=== EXCERPTED DATA ===
- - -

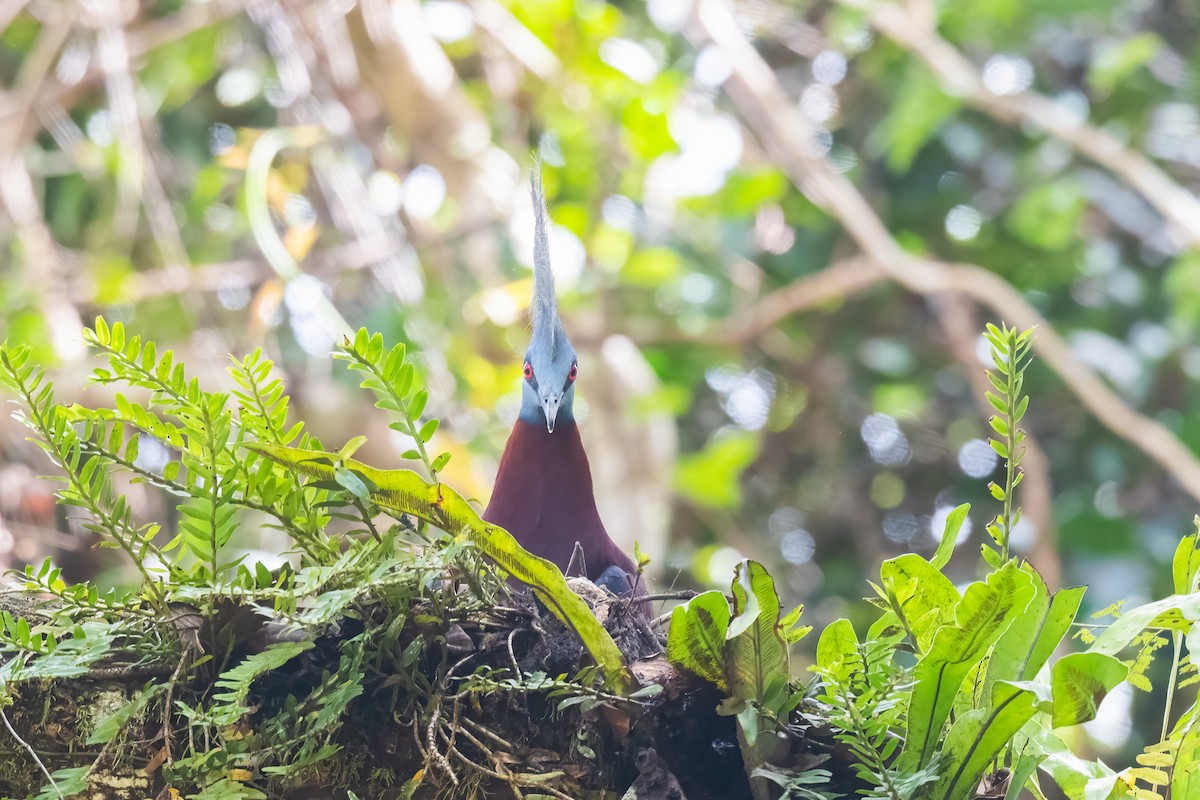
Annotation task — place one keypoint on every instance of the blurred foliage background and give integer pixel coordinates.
(757, 378)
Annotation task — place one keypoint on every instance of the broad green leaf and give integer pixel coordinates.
(1079, 681)
(925, 596)
(402, 491)
(984, 613)
(755, 653)
(696, 638)
(1030, 642)
(837, 644)
(756, 666)
(978, 737)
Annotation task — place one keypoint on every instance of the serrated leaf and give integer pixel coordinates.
(403, 492)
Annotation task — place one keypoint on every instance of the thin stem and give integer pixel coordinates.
(31, 753)
(1170, 685)
(1011, 462)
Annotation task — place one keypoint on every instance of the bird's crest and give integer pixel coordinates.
(547, 328)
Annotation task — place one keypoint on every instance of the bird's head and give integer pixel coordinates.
(547, 390)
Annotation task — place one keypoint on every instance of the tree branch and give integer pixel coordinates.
(789, 138)
(960, 77)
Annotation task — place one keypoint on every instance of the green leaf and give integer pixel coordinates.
(1186, 764)
(1048, 216)
(427, 431)
(69, 782)
(1115, 61)
(951, 535)
(1080, 680)
(352, 446)
(756, 663)
(979, 735)
(984, 613)
(696, 637)
(403, 492)
(1186, 563)
(352, 483)
(1030, 642)
(838, 644)
(925, 597)
(712, 477)
(919, 109)
(108, 727)
(1176, 613)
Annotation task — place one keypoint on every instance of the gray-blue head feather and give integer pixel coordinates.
(547, 392)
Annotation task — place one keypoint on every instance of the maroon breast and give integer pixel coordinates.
(544, 497)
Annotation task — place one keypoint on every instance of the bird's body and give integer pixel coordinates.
(543, 492)
(544, 498)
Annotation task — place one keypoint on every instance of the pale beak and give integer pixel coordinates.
(550, 407)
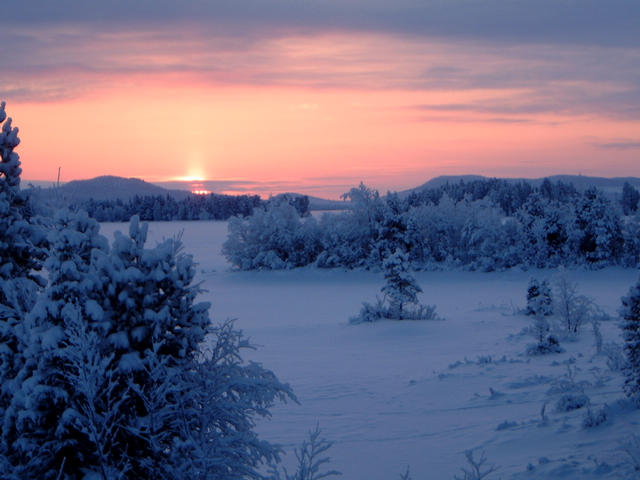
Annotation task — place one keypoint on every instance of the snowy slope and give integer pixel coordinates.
(421, 393)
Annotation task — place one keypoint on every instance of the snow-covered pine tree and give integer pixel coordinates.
(121, 388)
(630, 313)
(539, 301)
(21, 256)
(401, 290)
(37, 424)
(400, 300)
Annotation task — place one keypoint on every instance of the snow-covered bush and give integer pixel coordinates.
(573, 309)
(545, 341)
(630, 313)
(571, 401)
(311, 460)
(116, 385)
(539, 300)
(593, 419)
(400, 295)
(274, 237)
(614, 352)
(478, 469)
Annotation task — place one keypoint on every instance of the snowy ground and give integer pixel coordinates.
(421, 393)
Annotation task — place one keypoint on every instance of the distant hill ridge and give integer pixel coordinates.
(110, 187)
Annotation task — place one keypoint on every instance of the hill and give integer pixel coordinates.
(109, 187)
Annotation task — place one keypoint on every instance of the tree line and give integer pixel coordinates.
(485, 224)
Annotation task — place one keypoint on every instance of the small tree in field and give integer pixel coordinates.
(539, 301)
(401, 289)
(631, 332)
(400, 300)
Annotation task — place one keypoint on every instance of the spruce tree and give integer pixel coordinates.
(21, 254)
(631, 333)
(539, 301)
(401, 289)
(116, 384)
(37, 423)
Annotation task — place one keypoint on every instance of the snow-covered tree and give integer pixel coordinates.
(120, 387)
(630, 198)
(631, 332)
(401, 288)
(400, 295)
(34, 426)
(598, 232)
(539, 301)
(273, 238)
(21, 255)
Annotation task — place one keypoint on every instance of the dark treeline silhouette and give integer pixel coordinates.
(195, 207)
(485, 224)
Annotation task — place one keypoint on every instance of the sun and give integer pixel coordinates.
(190, 178)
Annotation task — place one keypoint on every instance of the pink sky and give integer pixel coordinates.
(317, 111)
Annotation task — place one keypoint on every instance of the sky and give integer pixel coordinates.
(315, 96)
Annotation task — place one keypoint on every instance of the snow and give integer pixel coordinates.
(393, 394)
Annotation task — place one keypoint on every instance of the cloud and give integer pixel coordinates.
(620, 145)
(588, 22)
(563, 57)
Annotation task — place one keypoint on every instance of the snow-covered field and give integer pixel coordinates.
(394, 394)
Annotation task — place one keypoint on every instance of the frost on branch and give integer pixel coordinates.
(117, 383)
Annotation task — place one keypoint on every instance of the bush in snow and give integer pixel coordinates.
(400, 300)
(571, 401)
(116, 385)
(630, 313)
(478, 468)
(539, 301)
(310, 459)
(274, 237)
(573, 309)
(592, 419)
(545, 341)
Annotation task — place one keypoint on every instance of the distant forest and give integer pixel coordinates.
(488, 224)
(166, 208)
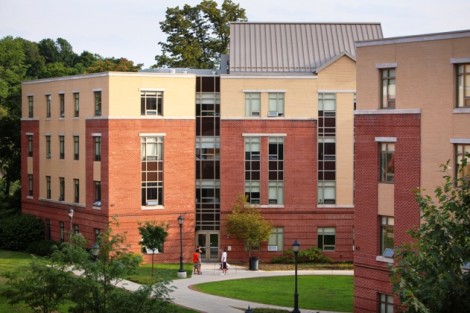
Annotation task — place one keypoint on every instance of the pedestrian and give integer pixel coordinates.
(223, 262)
(196, 261)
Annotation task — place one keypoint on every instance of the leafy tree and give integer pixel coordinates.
(428, 275)
(153, 237)
(197, 36)
(246, 223)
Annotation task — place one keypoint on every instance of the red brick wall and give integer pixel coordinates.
(372, 276)
(299, 216)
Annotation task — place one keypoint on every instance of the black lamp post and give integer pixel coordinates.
(181, 272)
(95, 251)
(71, 211)
(295, 248)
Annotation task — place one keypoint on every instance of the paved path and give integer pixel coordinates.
(183, 295)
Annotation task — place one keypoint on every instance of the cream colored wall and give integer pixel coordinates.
(340, 78)
(299, 95)
(428, 85)
(178, 94)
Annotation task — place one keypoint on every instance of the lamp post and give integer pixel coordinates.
(295, 248)
(181, 272)
(71, 211)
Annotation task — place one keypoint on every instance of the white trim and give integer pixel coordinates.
(385, 65)
(385, 139)
(460, 140)
(459, 60)
(264, 135)
(152, 134)
(387, 111)
(336, 91)
(264, 90)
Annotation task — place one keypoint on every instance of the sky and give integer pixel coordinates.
(131, 29)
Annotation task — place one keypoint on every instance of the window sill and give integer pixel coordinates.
(153, 207)
(461, 110)
(383, 259)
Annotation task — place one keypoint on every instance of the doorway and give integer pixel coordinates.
(209, 242)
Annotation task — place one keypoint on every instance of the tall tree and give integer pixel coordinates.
(197, 36)
(429, 274)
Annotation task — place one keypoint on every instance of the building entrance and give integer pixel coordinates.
(209, 242)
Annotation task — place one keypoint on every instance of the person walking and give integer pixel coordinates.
(223, 262)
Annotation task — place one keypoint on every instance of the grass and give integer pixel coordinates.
(11, 261)
(322, 292)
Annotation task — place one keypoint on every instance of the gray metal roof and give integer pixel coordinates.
(294, 47)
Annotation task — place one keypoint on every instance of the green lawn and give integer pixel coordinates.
(329, 293)
(11, 261)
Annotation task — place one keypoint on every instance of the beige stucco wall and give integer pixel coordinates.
(299, 95)
(120, 99)
(428, 85)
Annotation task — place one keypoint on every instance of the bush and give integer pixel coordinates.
(17, 232)
(311, 255)
(42, 248)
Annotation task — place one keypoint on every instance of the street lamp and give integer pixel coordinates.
(95, 251)
(295, 248)
(71, 211)
(181, 272)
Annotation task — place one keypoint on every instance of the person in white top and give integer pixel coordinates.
(223, 262)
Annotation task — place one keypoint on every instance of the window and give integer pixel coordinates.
(61, 189)
(151, 103)
(276, 104)
(48, 146)
(62, 231)
(97, 145)
(326, 238)
(462, 152)
(76, 147)
(386, 234)
(252, 169)
(276, 170)
(48, 187)
(97, 194)
(30, 185)
(387, 162)
(62, 104)
(76, 190)
(463, 85)
(48, 105)
(61, 147)
(385, 303)
(30, 106)
(326, 148)
(97, 103)
(276, 239)
(152, 170)
(388, 88)
(252, 103)
(76, 104)
(30, 145)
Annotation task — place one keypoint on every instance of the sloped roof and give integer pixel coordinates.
(294, 47)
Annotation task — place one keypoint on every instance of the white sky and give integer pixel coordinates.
(131, 29)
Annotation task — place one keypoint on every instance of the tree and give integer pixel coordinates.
(47, 284)
(428, 274)
(197, 36)
(153, 237)
(246, 223)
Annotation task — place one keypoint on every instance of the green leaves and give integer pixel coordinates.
(197, 36)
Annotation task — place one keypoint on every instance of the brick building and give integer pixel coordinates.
(275, 125)
(413, 114)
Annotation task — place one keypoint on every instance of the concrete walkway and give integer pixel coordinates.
(183, 294)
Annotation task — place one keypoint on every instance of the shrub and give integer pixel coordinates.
(311, 255)
(42, 248)
(17, 232)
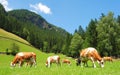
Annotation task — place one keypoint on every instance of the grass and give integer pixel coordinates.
(64, 69)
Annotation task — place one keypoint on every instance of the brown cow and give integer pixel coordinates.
(52, 59)
(91, 54)
(67, 61)
(108, 59)
(21, 57)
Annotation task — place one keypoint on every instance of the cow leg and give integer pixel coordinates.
(93, 62)
(20, 63)
(81, 63)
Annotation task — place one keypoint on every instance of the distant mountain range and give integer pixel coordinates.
(33, 18)
(33, 28)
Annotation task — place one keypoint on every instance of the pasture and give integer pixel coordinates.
(64, 69)
(41, 69)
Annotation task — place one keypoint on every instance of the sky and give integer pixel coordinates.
(67, 14)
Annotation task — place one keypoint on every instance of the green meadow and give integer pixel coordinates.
(111, 68)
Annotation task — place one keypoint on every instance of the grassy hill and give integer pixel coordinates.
(64, 69)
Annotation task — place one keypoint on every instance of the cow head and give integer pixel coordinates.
(46, 63)
(12, 64)
(101, 63)
(78, 61)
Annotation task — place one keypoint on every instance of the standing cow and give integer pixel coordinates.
(108, 59)
(52, 59)
(67, 61)
(91, 54)
(21, 57)
(78, 62)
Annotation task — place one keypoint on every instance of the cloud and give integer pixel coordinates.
(5, 4)
(42, 8)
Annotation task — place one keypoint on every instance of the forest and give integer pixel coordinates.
(102, 34)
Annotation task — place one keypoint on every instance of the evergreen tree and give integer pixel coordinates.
(75, 45)
(108, 36)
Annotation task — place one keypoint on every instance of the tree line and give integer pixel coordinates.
(102, 34)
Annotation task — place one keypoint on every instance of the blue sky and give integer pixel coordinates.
(67, 14)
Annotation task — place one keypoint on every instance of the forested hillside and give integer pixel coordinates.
(34, 29)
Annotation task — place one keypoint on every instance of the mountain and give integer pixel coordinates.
(24, 15)
(35, 29)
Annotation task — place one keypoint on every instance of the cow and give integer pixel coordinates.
(67, 61)
(91, 53)
(108, 59)
(52, 59)
(78, 62)
(21, 57)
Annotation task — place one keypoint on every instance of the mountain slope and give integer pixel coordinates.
(8, 35)
(33, 18)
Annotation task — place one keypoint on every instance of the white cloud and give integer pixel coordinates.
(42, 8)
(5, 4)
(34, 11)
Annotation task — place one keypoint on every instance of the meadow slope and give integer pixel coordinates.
(64, 69)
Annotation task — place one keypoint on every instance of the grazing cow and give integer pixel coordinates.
(52, 59)
(91, 54)
(21, 57)
(108, 59)
(78, 62)
(67, 61)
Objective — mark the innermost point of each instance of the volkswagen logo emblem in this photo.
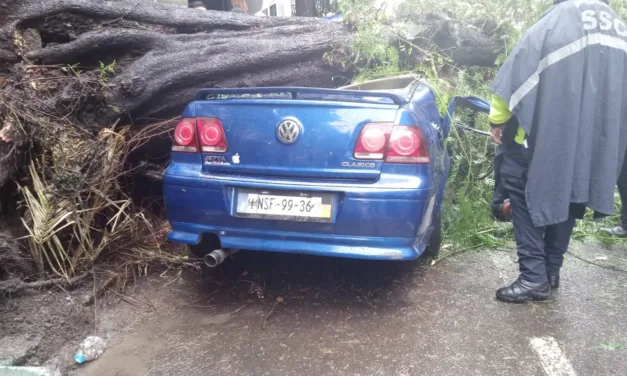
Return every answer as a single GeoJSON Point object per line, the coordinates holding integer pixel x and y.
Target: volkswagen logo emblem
{"type": "Point", "coordinates": [288, 131]}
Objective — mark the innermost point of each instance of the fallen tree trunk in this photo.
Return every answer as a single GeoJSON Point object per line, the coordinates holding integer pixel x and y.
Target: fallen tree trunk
{"type": "Point", "coordinates": [80, 79]}
{"type": "Point", "coordinates": [164, 52]}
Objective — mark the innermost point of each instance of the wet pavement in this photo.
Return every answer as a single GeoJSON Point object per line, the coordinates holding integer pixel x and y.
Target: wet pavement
{"type": "Point", "coordinates": [350, 317]}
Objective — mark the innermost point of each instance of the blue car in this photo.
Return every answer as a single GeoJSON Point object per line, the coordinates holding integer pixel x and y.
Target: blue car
{"type": "Point", "coordinates": [356, 172]}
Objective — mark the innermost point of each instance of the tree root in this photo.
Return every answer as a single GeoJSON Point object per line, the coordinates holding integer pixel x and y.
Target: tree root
{"type": "Point", "coordinates": [12, 286]}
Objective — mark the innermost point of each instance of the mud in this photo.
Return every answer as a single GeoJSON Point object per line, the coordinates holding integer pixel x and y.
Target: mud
{"type": "Point", "coordinates": [349, 317]}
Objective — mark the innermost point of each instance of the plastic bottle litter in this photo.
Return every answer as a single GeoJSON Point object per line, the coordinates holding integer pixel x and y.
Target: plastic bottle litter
{"type": "Point", "coordinates": [91, 348]}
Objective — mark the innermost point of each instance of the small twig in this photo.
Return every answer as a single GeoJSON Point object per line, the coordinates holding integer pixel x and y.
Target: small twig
{"type": "Point", "coordinates": [456, 253]}
{"type": "Point", "coordinates": [244, 306]}
{"type": "Point", "coordinates": [100, 290]}
{"type": "Point", "coordinates": [265, 320]}
{"type": "Point", "coordinates": [610, 267]}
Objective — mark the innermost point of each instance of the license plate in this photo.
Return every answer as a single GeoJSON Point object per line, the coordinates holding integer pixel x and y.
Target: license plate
{"type": "Point", "coordinates": [298, 206]}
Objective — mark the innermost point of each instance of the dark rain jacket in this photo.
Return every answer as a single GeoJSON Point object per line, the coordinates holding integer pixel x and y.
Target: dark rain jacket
{"type": "Point", "coordinates": [566, 84]}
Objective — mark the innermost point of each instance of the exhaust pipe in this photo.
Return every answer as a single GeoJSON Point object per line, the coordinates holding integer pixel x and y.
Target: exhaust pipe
{"type": "Point", "coordinates": [217, 257]}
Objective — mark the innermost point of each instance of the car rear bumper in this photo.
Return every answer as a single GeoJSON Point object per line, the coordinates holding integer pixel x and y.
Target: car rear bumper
{"type": "Point", "coordinates": [304, 243]}
{"type": "Point", "coordinates": [378, 220]}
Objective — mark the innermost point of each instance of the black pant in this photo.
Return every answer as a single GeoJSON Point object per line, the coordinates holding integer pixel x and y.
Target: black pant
{"type": "Point", "coordinates": [500, 194]}
{"type": "Point", "coordinates": [540, 249]}
{"type": "Point", "coordinates": [622, 190]}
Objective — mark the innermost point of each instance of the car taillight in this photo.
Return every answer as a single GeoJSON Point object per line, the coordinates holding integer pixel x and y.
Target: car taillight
{"type": "Point", "coordinates": [373, 141]}
{"type": "Point", "coordinates": [211, 134]}
{"type": "Point", "coordinates": [185, 136]}
{"type": "Point", "coordinates": [394, 144]}
{"type": "Point", "coordinates": [407, 145]}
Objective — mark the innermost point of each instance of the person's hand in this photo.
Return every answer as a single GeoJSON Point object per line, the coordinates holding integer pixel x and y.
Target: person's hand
{"type": "Point", "coordinates": [497, 134]}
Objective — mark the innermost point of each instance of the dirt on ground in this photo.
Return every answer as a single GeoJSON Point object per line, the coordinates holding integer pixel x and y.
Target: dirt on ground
{"type": "Point", "coordinates": [278, 314]}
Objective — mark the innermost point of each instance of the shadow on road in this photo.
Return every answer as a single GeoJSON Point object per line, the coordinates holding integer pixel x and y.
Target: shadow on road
{"type": "Point", "coordinates": [315, 281]}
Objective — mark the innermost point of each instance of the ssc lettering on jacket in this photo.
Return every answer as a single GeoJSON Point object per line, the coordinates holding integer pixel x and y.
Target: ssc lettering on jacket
{"type": "Point", "coordinates": [604, 21]}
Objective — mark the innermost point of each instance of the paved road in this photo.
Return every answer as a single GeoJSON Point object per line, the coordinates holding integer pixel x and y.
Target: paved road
{"type": "Point", "coordinates": [348, 317]}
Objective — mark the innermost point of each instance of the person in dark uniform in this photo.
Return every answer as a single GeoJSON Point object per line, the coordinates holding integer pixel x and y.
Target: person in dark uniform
{"type": "Point", "coordinates": [501, 206]}
{"type": "Point", "coordinates": [561, 120]}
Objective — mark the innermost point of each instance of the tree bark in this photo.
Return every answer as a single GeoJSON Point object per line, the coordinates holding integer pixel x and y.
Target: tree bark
{"type": "Point", "coordinates": [92, 63]}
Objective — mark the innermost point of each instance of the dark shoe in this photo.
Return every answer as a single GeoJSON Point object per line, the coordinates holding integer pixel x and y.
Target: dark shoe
{"type": "Point", "coordinates": [554, 281]}
{"type": "Point", "coordinates": [524, 291]}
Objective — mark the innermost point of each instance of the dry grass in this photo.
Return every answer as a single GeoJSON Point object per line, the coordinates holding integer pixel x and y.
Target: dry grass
{"type": "Point", "coordinates": [74, 207]}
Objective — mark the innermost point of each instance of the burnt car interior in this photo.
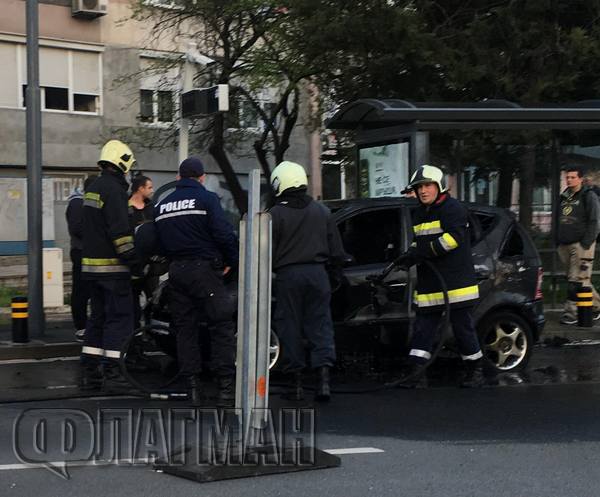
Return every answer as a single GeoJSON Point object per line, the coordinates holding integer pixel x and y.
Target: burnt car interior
{"type": "Point", "coordinates": [372, 237]}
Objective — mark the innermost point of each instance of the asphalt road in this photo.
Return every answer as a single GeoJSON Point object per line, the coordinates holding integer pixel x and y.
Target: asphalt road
{"type": "Point", "coordinates": [536, 434]}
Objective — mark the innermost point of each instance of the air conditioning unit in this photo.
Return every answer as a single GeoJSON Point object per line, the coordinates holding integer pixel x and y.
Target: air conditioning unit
{"type": "Point", "coordinates": [89, 9]}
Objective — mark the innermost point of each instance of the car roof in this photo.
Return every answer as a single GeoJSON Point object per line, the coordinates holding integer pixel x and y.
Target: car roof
{"type": "Point", "coordinates": [340, 207]}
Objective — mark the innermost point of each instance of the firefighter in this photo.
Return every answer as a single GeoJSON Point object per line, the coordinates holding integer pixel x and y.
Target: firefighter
{"type": "Point", "coordinates": [108, 262]}
{"type": "Point", "coordinates": [202, 248]}
{"type": "Point", "coordinates": [305, 241]}
{"type": "Point", "coordinates": [440, 226]}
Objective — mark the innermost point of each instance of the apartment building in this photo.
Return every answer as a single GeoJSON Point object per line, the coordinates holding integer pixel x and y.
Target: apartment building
{"type": "Point", "coordinates": [94, 82]}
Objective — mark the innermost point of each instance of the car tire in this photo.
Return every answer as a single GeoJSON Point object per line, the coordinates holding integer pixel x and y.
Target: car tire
{"type": "Point", "coordinates": [506, 340]}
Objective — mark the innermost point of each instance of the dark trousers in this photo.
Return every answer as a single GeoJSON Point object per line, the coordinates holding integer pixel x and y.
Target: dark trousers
{"type": "Point", "coordinates": [198, 295]}
{"type": "Point", "coordinates": [80, 293]}
{"type": "Point", "coordinates": [302, 299]}
{"type": "Point", "coordinates": [426, 331]}
{"type": "Point", "coordinates": [145, 285]}
{"type": "Point", "coordinates": [111, 319]}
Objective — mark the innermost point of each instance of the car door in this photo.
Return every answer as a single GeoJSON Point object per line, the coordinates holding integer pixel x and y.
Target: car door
{"type": "Point", "coordinates": [374, 237]}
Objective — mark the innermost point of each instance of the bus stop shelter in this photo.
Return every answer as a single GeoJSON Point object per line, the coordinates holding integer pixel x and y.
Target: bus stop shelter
{"type": "Point", "coordinates": [407, 126]}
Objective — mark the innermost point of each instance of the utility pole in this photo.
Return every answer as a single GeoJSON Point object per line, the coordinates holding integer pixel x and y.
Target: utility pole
{"type": "Point", "coordinates": [187, 85]}
{"type": "Point", "coordinates": [35, 292]}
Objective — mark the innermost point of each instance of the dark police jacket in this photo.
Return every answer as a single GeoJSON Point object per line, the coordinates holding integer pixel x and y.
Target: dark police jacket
{"type": "Point", "coordinates": [107, 238]}
{"type": "Point", "coordinates": [442, 236]}
{"type": "Point", "coordinates": [304, 232]}
{"type": "Point", "coordinates": [578, 218]}
{"type": "Point", "coordinates": [191, 224]}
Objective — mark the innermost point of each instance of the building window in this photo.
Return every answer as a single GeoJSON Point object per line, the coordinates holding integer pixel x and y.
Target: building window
{"type": "Point", "coordinates": [158, 80]}
{"type": "Point", "coordinates": [156, 106]}
{"type": "Point", "coordinates": [70, 80]}
{"type": "Point", "coordinates": [55, 98]}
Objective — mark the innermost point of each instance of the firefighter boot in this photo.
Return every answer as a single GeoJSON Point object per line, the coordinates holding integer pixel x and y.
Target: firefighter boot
{"type": "Point", "coordinates": [473, 375]}
{"type": "Point", "coordinates": [294, 390]}
{"type": "Point", "coordinates": [226, 395]}
{"type": "Point", "coordinates": [323, 392]}
{"type": "Point", "coordinates": [91, 376]}
{"type": "Point", "coordinates": [195, 390]}
{"type": "Point", "coordinates": [114, 381]}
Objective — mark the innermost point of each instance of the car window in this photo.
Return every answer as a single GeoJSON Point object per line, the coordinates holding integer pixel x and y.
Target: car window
{"type": "Point", "coordinates": [486, 221]}
{"type": "Point", "coordinates": [513, 246]}
{"type": "Point", "coordinates": [373, 236]}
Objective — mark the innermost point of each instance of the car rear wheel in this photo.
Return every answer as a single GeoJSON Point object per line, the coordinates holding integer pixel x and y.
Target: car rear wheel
{"type": "Point", "coordinates": [506, 340]}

- - -

=== TRY IT ===
Going back over the entries above, copy word for word every line from the one that has "bumper in this photo." on through the one that has "taillight in this photo.".

=== SOLUTION BELOW ===
Objective — mark the innermost point of each instance of the car rear bumper in this photo.
Return every answer as a single GeoJSON Point object per line, the coordinates holding integer pixel x and y.
Target: car rear bumper
{"type": "Point", "coordinates": [304, 243]}
{"type": "Point", "coordinates": [378, 220]}
Objective — mark the innermost point of each instance of the black pant in this photo.
Return every answer as a single GeoJSON Point object per line, the coordinates holding integer pixel x and y.
Target: black pant
{"type": "Point", "coordinates": [500, 194]}
{"type": "Point", "coordinates": [540, 249]}
{"type": "Point", "coordinates": [622, 190]}
Objective — mark the innermost point of each instance of the car taillight in this photo.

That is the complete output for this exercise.